Referring expression data

━━━━━━━━━━━━━━━━━━━━━━━━━━━━━━

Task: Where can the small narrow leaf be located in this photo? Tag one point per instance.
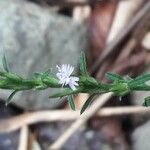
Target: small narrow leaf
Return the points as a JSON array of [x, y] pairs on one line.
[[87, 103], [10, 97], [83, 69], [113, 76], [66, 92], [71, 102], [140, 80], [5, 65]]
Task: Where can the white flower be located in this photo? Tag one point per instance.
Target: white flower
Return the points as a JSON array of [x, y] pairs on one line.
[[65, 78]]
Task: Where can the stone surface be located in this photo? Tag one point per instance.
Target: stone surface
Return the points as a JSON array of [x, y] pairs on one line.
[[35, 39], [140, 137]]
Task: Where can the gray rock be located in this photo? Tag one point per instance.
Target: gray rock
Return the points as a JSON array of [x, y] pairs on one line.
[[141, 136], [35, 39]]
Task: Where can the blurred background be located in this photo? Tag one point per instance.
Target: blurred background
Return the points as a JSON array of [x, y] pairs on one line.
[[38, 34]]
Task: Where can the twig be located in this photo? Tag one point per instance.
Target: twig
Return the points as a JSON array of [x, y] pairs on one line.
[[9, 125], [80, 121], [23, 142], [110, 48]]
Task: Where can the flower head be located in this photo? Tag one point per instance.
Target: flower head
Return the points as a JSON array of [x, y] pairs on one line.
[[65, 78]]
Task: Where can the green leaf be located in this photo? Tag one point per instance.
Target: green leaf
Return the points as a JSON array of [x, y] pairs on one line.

━━━━━━━━━━━━━━━━━━━━━━━━━━━━━━

● **What you need to do**
Write the records above out again exactly, but not the pictures.

● **Answer space**
Task: Where can the small narrow leaf be located in this photo? Tag one point per instance.
Target: small narrow leaf
Return the points as a JSON array of [x, y] pairs on one line.
[[87, 103], [10, 97], [83, 69], [113, 76], [66, 92], [71, 102], [140, 80], [5, 65]]
Task: Where can the white flower be located in this photo? Tag one point per instance.
Target: white flower
Return the points as a JSON array of [x, y] pairs on one line.
[[65, 78]]
Task: Where can the stone surface be located in this photo? Tag one point per instance.
Target: stone surface
Return the points as a JSON array of [x, y] pairs on one line.
[[35, 39], [140, 137]]
Task: Where can the gray rock be located in this photo? Tag one point per instance.
Target: gray rock
Return the points as a JSON array of [x, y] pairs on one line.
[[141, 136], [35, 39]]
Task: Where can the blurred background be located in this photo? Tag one point per instance.
Target: blurred background
Return the points as a JSON array of [x, y] pairs on one line.
[[38, 34]]
Task: Where can the twig be located in this photo? Tag one point per instance.
Target: twig
Return the points as a JSON array of [x, y] pairs on one line.
[[9, 125], [80, 121], [23, 142], [110, 48]]
Task: Where can the flower head be located in this photo? Tag one point per instance.
Target: flower head
Return the points as a JSON array of [x, y] pairs on one line.
[[65, 78]]
Task: Where can the green leaf be located in this photo? Tag one point per instance.
Target: green leaf
Return the points as a JSON array of [x, y] pairs on one line.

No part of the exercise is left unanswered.